*Tâche courte a*
Affichez toutes les lignes des entrées où figure la chaîne « foliage », en respectant la casse.
---------- Extrait à lire
Dans les semaines qui ont suivi sa "marche pour la liberté", Imran Khan a progressivement haussé le ton : il a appelé les Pakistanais à la "désobéissance civile", les encourageant à ne pas payer leurs factures, puis a retiré du Parlement les députés de son parti.
Mais il a aussi promis, avec son allié le prédicateur Tahir ul-Qadri, un "tsunami" d’un million de manifestants, à même de déclencher une "révolution" sur Islamabad. Et il n'a pas hésité à comparer la contestation en cours au Pakistan au soulèvement qui a chassé le président égyptien Hosni Moubarak du pouvoir en 2011… Or la vague humaine promise se réduit pour l’instant à quelques milliers de partisans.
>> À voir sur France 24 : "Reportage : la campagne électorale d'Imran Khan en mai 2013"
Pour certains observateurs, l’ancien joueur de cricket s’est brûlé les ailes avec cette offensive contre l’exécutif. En poussant l’armée à intervenir pour chasser les manifestants du siège de la télévision nationale, il ranime la menace d’un nouveau coup d’État militaire au Pakistan – un pays qui en a déjà connu quatre depuis son indépendance.
ll se retrouve par ailleurs isolé au sein de la classe politique et dans les milieux d’affaires. La puissante Fédération des chambres de commerce et d’industrie (FPCCI) a ainsi récemment fustigé la démarche d’Imran Khan. "La communauté des affaires n’autorisera pas le sacrifice de l’économie pour un ego politique", a déclaré son président Zakaria Usman.
Le jet-setteur devenu un pieux musulman
L’ancien sportif de 61 ans, issu d’une riche famille de Lahore, a pourtant réussi une ascension politique sans faux pas ces dernières années. La légende du cricket avait créé son parti dès 1996, mais il n’a percé que l’an dernier, en remportant 34 des 342 sièges du Parlement lors des législatives du mois de mai.
Imran Khan, c’est d’abord une icône nationale au Pakistan. Dans les années 1980 et 1990, lorsqu’il courait sur les terrains de cricket, il était déjà adulé par la jeunesse du pays. Avec son allure de jeune premier, il incarnait un rêve de gloire, un idéal de vie luxueuse entre Londres, Paris et New York. Mais en passant du sport à la politique, il est aussi devenu la coqueluche des médias pakistanais et internationaux, curieux de voir ce que cette métamorphose allait donner.
En mai 2013, lors des législatives, sa campagne électorale a été abondamment couverte : ses meetings passaient en direct, intégralement et en boucle sur les chaînes de télévision pakistanaises. Tout le monde s’arrachait alors l’ancien jet-setteur éduqué à Oxford. Mais la popularité d’Imran Khan est davantage due à sa carrière de sportif qu’à son action politique. Son programme pour "sauver" le Pakistan reste encore largement flou.
Cette image de play-boy mondain qui lui colle à la peau, Imran Khan tente d’ailleurs de s’en débarrasser par tous les moyens. Face aux journalistes, il refuse systématiquement de répondre aux questions sur son amitié avec Mick Jagger, son mariage avec Jemima Goldsmith, fille d’un milliardaire britannique, et sa vie d’avant en général. Désormais, l'homme séduisant et bien rasé veut apparaître comme un musulman pieux et pratiquant, tout en revendiquant une nouvelle manière de faire de la politique.
--------------------
*Tâche courte b*
Reprenez l'article sur Imran Khan et poursuivez-le après sa dernière phrase.
---------- Données extraites
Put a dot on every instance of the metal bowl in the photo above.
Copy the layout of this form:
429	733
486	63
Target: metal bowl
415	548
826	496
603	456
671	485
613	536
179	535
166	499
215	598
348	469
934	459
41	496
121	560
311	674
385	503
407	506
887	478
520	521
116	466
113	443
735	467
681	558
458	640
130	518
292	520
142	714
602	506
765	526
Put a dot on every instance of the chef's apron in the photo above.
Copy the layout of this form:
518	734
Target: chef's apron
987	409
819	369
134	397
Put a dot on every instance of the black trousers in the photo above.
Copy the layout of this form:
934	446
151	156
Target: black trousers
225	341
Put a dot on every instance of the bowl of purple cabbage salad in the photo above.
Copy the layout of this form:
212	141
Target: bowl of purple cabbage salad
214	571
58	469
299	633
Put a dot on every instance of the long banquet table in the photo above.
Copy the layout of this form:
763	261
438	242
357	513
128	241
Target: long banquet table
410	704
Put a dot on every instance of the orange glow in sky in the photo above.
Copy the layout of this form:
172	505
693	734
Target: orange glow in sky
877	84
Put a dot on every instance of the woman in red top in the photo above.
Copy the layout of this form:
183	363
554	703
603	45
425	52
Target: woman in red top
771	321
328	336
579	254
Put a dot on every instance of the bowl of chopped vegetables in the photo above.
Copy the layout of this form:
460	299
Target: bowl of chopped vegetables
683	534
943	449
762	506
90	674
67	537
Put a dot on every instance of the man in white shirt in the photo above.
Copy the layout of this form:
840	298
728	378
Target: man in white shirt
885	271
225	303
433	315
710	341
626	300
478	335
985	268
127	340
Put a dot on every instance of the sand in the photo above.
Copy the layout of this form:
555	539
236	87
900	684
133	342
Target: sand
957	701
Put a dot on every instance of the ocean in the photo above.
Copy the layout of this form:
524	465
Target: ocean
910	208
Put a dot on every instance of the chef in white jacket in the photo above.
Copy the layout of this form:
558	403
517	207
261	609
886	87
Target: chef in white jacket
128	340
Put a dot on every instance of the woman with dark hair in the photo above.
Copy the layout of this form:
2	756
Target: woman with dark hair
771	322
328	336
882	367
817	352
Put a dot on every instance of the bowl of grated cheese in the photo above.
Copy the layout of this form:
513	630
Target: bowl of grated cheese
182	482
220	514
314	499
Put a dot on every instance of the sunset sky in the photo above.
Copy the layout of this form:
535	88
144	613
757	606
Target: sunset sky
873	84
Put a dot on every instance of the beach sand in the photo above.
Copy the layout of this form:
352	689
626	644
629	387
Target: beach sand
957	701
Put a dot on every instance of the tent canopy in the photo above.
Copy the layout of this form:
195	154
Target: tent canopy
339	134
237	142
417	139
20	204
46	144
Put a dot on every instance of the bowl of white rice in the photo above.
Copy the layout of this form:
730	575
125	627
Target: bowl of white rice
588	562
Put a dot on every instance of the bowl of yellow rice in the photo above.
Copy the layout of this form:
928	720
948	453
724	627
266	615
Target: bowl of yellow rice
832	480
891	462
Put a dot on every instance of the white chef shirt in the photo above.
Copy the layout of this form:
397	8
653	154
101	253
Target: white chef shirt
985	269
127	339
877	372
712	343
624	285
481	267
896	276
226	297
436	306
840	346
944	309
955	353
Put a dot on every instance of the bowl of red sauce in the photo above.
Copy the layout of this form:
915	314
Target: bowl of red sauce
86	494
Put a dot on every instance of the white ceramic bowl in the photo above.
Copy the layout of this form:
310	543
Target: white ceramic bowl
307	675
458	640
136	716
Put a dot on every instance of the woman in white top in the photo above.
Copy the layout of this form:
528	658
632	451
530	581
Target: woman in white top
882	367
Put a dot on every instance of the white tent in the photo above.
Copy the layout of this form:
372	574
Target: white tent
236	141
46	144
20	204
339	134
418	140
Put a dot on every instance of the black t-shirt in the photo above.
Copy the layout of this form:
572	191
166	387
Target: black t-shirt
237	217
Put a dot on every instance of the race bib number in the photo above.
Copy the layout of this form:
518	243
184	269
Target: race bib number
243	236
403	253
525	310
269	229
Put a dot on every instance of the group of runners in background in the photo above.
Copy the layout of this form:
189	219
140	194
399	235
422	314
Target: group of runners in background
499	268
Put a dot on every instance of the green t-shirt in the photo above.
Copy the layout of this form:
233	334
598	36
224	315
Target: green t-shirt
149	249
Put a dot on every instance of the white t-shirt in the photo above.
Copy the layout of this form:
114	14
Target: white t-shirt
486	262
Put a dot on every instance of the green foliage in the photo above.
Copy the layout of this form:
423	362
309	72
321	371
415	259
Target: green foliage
--------------------
*Réponse a*
Put a dot on every instance of the green foliage in the photo above.
Target: green foliage

*Réponse b*
Son alliance avec Tahir ul-Qadri, l’autre leader du mouvement de contestation actuel, reflète ce besoin de caution religieuse. Le prédicateur possède deux passeports, l'un canadien et l'autre pakistanais. Proche du soufisme, il apparait comme le représentant d’un islam "ouvert".
Mais son profil lisse est loin d’être au-dessus de tout soupçon. "Depuis longtemps on considère que Tahir ul-Qadri est manipulé, si ce n’est par l’armée en tant que telle, au moins par les services secrets pakistanais. Il a fait surface sur la scène politique trop soudainement lors de manifestations importantes l’an dernier", commente Jean-Luc Racine, directeur de recherche au CNRS.
Contre les dynasties politiques et l'évasion fiscale
Une partie des Pakistanais soupçonnent Imran Khan lui-même d’être la marionnette d’un groupe d’hommes d’affaires ou de certains islamistes... Ils l’accusent d’hypocrisie en matière de religion, ou bien de ne pas être assez ferme avec les Taliban, dont les attentats ensanglantent toujours régulièrement le pays.
Il faut dire qu’en politique, l’ancien joueur de cricket est un électron libre, parfois difficile à suivre. Il se positionne à la fois comme conservateur sur le plan social, mais il répète vouloir révolutionner le Pakistan : balayer les grandes dynasties politiques – dont font partie les clans Sharif et Bhutto, éradiquer la corruption et mettre un terme à l’évasion fiscale des grandes fortunes du pays.
Ce discours aux accents populistes séduit une partie de la jeunesse, déçue par l’absence de progrès politiques et économiques, cinq ans après la fin de la dictature militaire.
"Les gens vont se ranger de mon côté parce qu’il y a trop de haine envers les Sharif… On me demande avec insistance de prendre les commandes du changement. Les gens n’en peuvent plus des coupures d’électricité et l’économie se porte mal. Il n’y a pas de bonnes nouvelles", déclarait Imran Khan en juillet dernier au quotidien américain "The Financial Times".
Le premier à dénoncer les drones américains
Autre cheval de bataille d’Imran Khan : la dénonciation des frappes de drones américains contre les Taliban. En octobre 2012, l’ancien joueur de cricket s’était illustré en organisant une caravane de plusieurs milliers de voitures vers le Waziristan. Un action destinée à protester contre le bombardement régulier de cette zone frontalière de l’Afghanistan par les drones de la CIA.
Imran Khan soutient que même si les hommes tués par les Américains sont des Taliban, ils ne doivent pas être assassinés arbitrairement, en dehors de toute procédure légale, et encore moins par une force étrangère. Il est le premier homme politique pakistanais à prendre une position aussi claire sur l’usage des drones.
Malgré l’aspect hétéroclite de ses prises de position, il a réussi à lancer un nouveau courant politique, qui attire particulièrement la classe moyenne et les étudiants. Mais pour réclamer l’annulation d’un scrutin validé par la communauté internationale et la démission d’un gouvernement en place depuis seulement 15 mois, son argumentaire est un peu mince.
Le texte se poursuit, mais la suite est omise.